What is required. Repeat only the lines below from the one that contains "green lawn, each" through the final line, exactly. Omit pictures.

Data shown.
::::

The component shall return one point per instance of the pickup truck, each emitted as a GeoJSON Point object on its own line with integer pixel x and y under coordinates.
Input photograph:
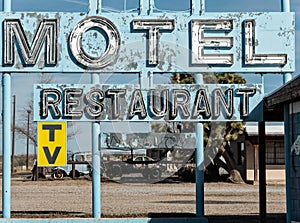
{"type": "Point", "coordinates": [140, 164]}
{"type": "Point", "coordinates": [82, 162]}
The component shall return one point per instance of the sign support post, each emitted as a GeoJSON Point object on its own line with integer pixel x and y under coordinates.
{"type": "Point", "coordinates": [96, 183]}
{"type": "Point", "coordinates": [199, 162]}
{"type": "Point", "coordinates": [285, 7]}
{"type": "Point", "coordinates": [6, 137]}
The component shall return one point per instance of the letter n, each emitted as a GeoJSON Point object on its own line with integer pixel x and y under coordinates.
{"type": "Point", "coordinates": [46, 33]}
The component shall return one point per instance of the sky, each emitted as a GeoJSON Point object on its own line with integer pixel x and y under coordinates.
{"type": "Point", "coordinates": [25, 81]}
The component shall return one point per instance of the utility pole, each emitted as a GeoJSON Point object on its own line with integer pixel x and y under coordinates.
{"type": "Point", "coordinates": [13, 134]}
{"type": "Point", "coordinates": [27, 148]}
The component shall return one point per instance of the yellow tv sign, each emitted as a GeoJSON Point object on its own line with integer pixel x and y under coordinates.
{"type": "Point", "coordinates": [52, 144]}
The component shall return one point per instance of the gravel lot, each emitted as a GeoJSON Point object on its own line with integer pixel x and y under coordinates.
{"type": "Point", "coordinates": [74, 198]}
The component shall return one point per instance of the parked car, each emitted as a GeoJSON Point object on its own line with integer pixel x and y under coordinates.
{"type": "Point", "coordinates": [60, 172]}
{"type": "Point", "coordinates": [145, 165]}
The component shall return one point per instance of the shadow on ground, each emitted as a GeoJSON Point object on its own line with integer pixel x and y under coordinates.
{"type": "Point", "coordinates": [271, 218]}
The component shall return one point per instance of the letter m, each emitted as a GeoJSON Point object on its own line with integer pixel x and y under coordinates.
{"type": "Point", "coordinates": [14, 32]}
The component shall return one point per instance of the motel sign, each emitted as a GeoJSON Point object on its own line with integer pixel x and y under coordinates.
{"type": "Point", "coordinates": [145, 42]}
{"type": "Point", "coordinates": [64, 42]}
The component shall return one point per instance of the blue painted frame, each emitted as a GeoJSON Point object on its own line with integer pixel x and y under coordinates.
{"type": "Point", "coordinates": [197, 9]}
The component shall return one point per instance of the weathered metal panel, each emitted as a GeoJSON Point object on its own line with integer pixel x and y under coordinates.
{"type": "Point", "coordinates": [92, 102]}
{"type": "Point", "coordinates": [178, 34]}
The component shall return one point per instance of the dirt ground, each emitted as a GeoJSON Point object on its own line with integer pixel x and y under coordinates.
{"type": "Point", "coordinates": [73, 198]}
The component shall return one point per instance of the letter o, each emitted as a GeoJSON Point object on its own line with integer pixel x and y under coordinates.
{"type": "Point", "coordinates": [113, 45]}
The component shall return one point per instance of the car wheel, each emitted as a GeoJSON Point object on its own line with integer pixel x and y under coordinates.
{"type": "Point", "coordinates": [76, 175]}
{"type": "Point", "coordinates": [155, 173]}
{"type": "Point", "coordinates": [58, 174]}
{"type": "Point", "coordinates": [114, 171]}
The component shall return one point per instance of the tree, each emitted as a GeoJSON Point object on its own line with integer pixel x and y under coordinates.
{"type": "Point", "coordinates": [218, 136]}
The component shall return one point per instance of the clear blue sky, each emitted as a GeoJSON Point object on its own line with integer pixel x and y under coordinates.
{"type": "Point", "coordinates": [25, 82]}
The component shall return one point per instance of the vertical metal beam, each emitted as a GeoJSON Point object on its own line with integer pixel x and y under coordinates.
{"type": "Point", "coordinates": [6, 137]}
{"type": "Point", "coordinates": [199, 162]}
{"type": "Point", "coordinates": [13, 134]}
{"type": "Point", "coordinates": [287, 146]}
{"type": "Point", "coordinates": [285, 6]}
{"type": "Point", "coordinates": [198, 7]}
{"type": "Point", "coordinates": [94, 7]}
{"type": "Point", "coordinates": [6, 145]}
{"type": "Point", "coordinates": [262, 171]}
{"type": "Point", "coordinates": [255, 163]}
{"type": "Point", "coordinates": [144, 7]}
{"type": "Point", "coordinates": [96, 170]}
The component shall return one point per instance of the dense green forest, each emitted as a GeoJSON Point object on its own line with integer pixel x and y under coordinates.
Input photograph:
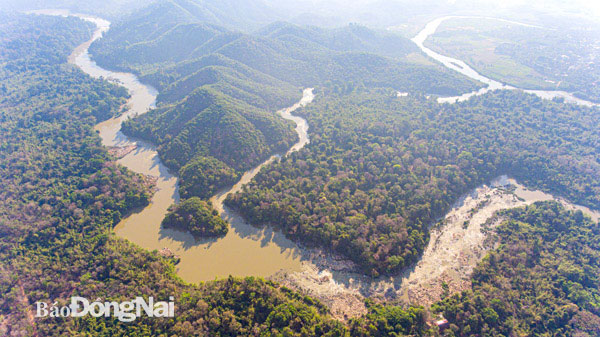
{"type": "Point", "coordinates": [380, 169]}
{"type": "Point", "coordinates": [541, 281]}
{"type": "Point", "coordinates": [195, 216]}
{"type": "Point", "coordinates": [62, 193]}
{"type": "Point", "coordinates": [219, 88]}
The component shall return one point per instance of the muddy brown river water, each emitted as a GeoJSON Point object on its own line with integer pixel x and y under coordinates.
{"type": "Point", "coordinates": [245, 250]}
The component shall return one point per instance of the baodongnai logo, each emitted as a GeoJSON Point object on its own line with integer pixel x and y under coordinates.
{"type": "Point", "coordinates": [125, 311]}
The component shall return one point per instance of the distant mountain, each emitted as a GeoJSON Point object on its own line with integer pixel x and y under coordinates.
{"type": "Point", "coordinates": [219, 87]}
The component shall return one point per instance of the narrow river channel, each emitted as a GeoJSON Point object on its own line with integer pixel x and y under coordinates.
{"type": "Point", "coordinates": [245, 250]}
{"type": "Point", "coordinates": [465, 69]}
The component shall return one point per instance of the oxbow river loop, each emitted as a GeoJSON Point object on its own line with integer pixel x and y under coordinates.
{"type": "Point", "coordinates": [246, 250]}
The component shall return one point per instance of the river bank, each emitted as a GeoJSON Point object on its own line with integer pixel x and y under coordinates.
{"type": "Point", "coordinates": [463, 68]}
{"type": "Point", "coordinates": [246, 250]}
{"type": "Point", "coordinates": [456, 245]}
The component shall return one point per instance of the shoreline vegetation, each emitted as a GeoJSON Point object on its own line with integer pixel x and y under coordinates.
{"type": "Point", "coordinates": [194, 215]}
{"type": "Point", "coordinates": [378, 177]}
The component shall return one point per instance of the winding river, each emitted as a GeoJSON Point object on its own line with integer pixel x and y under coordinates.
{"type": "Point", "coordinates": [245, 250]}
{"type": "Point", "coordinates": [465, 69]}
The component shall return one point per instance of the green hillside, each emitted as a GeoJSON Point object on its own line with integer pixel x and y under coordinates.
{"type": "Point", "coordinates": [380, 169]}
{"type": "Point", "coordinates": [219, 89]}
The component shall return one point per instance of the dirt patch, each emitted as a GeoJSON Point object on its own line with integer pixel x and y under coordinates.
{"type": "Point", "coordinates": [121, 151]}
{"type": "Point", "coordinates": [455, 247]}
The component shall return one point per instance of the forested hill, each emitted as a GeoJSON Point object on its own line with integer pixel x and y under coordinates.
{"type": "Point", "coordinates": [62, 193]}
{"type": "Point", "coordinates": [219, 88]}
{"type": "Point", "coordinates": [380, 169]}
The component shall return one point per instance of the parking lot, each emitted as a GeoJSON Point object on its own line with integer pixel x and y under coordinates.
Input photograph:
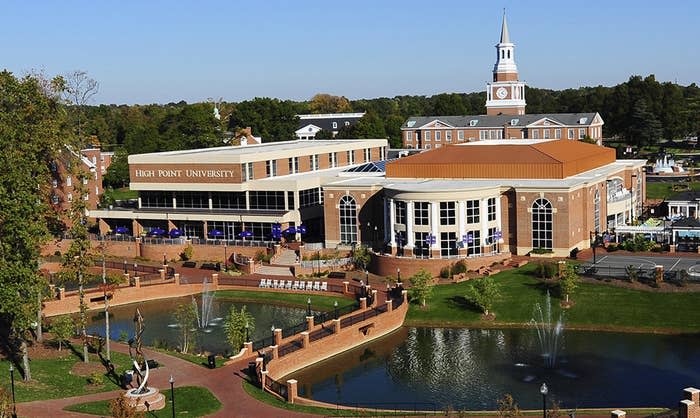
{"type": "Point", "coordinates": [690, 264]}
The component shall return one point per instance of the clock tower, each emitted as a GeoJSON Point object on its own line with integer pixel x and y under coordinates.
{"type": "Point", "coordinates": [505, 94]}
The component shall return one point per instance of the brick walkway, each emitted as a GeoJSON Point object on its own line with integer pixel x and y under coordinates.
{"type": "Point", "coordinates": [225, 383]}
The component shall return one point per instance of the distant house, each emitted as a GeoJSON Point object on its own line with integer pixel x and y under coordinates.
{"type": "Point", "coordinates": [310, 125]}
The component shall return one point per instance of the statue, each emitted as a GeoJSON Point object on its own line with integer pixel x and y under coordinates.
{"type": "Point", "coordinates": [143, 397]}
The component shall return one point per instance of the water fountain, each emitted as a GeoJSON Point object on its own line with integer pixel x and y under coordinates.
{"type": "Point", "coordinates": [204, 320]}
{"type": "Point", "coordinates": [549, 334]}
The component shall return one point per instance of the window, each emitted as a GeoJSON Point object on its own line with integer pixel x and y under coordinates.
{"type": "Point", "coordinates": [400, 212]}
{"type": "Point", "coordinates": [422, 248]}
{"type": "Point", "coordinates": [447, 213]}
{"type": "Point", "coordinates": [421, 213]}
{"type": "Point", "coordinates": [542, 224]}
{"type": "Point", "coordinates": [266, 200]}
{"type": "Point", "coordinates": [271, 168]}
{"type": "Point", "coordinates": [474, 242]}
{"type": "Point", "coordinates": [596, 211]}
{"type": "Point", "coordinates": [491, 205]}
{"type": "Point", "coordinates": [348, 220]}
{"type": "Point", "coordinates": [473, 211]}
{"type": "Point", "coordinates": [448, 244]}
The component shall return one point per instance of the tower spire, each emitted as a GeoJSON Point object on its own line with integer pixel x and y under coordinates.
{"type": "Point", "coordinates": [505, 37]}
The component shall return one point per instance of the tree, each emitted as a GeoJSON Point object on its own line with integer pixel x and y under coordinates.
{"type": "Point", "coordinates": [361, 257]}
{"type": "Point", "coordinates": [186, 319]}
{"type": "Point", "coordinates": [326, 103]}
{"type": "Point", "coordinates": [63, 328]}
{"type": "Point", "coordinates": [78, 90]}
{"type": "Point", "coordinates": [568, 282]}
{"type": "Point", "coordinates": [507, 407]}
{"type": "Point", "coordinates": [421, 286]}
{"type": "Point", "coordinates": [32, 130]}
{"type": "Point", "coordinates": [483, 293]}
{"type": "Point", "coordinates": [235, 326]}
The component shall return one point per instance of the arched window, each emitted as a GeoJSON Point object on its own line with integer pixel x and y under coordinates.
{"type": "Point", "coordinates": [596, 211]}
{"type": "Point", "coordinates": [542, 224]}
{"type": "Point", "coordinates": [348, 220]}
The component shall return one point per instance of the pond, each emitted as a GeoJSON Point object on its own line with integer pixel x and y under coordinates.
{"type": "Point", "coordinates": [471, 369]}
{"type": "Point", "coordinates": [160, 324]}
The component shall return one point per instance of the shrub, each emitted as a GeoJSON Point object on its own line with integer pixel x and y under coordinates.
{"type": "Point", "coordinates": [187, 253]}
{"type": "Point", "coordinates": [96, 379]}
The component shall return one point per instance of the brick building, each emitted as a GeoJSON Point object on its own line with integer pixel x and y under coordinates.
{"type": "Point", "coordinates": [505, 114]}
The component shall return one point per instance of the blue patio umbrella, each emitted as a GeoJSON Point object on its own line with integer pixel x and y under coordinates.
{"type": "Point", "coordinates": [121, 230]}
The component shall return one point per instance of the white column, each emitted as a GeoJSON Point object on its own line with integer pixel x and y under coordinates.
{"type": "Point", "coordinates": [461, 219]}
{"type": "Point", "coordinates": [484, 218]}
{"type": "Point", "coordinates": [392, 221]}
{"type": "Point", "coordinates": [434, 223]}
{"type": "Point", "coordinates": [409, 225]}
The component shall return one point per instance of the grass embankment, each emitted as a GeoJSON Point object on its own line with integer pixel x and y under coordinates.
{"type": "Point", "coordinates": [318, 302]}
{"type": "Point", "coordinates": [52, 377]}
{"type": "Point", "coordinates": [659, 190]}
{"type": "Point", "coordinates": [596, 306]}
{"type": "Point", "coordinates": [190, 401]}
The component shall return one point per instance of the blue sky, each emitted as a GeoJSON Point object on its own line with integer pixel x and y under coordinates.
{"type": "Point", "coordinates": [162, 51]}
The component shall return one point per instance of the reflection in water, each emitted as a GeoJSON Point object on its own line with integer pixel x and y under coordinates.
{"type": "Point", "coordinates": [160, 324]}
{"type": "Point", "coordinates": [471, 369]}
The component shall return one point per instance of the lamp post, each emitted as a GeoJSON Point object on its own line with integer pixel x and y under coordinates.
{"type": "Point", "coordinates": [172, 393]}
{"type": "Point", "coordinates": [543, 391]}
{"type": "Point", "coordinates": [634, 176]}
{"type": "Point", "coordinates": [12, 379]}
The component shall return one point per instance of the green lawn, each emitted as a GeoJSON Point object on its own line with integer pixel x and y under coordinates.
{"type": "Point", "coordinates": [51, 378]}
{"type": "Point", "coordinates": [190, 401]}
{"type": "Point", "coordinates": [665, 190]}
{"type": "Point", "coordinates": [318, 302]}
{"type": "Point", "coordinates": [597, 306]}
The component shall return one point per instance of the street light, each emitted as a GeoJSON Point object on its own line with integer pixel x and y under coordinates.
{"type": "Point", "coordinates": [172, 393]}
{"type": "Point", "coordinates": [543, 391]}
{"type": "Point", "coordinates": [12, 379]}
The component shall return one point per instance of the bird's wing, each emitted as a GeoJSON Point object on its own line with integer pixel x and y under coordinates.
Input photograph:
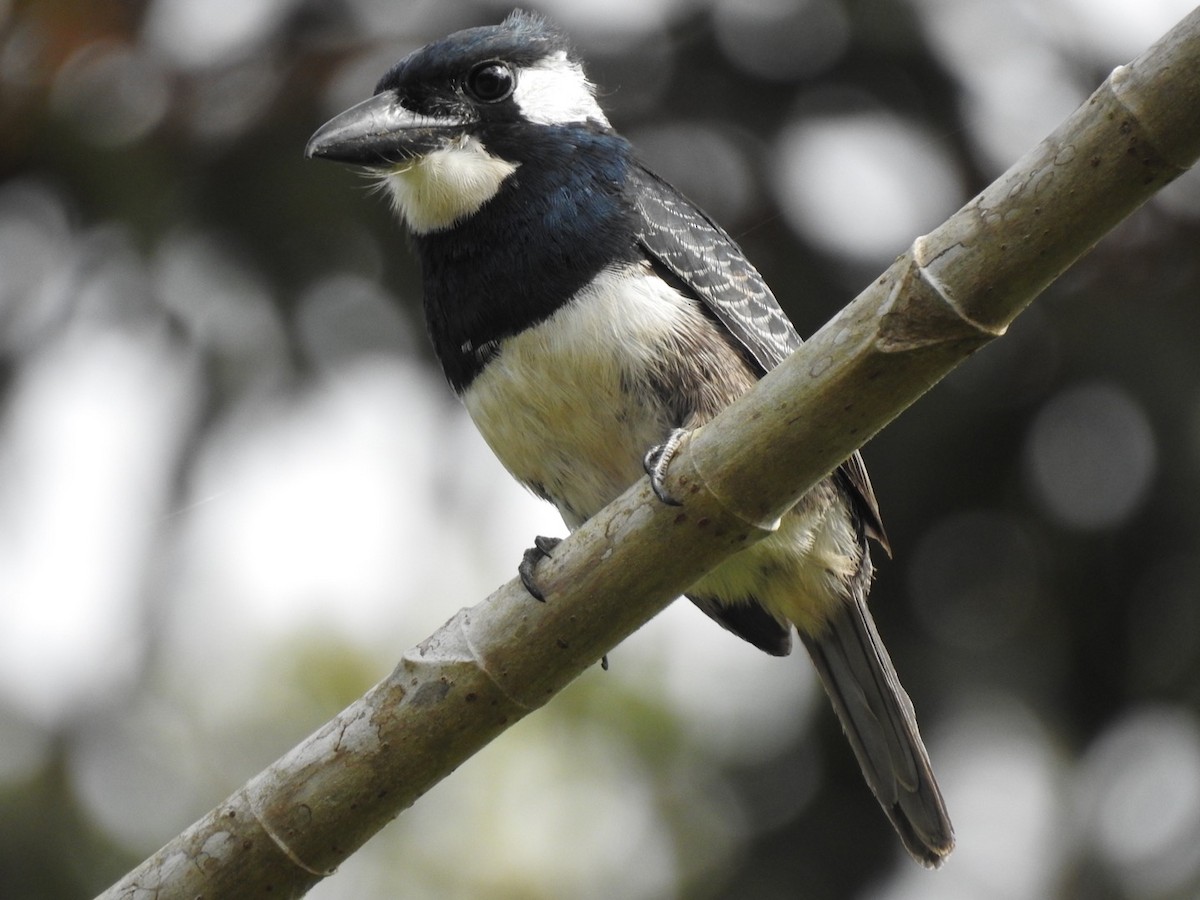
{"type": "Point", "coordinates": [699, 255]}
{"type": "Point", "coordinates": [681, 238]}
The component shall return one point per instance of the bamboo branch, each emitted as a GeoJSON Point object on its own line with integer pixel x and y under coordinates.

::::

Answer to this exercise.
The component shall return one point per instance of the green lawn, each emitted as a GeoJSON Point object on its own line with integer pixel x and y under coordinates.
{"type": "Point", "coordinates": [51, 378]}
{"type": "Point", "coordinates": [190, 401]}
{"type": "Point", "coordinates": [665, 190]}
{"type": "Point", "coordinates": [318, 302]}
{"type": "Point", "coordinates": [597, 306]}
The component shall return one point per instance of the street light, each emitted as a GeoJSON Point object on its own line with integer pixel x and y under coordinates.
{"type": "Point", "coordinates": [172, 393]}
{"type": "Point", "coordinates": [543, 391]}
{"type": "Point", "coordinates": [12, 379]}
The component shall return one point per instance of the bird's wing, each emitted as a GeoJSON Point object on its own line with integer pixel x and y under coordinates.
Input photograph:
{"type": "Point", "coordinates": [699, 255]}
{"type": "Point", "coordinates": [681, 238]}
The component shall return one point per instance of the bamboo branch, each emitted as a GeoJSON Point object on its own line with integer pixel x and y under coordinates.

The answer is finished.